═══ Data in this exercise ═══
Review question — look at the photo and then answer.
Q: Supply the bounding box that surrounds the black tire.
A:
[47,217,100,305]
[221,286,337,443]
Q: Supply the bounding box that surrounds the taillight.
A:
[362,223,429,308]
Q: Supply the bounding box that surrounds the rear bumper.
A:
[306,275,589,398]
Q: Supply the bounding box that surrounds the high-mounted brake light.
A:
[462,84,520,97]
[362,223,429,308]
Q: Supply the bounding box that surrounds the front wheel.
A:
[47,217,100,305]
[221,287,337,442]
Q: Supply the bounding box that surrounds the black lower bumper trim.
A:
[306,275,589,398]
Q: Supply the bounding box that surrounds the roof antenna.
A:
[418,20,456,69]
═══
═══ Data in this exercise ═══
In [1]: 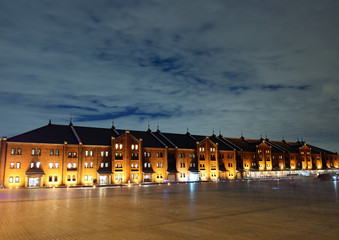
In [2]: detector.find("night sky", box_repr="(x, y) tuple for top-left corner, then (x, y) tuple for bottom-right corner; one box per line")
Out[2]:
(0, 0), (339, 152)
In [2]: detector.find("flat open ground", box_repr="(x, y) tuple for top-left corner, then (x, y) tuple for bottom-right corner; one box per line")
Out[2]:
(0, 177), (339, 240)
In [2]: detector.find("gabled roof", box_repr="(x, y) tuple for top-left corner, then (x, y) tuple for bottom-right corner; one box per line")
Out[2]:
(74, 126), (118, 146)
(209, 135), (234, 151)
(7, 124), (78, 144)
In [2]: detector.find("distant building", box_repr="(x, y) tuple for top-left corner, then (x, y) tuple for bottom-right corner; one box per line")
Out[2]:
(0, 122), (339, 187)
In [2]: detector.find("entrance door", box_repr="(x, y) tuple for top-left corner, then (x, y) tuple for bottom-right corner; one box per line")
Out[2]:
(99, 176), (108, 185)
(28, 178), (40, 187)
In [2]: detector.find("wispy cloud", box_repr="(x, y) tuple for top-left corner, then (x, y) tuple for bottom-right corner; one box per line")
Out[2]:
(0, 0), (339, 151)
═══
## Exercise description
Shift every coordinate in the answers up by 98, starting with the line containing "Q: Supply the bounding box that surrounds the front" and going on through the line containing "[418,20,456,69]". Reproduce only those lines, requests included.

## Full output
Q: Supply the bounding box that surrounds the front wheel.
A:
[145,315,198,403]
[319,385,435,540]
Q: Supply the bounding box that surrounds the black lower bumper trim.
A:
[404,373,687,496]
Q: Supply the bounding box that surrounds the roof antenna.
A:
[516,118,554,167]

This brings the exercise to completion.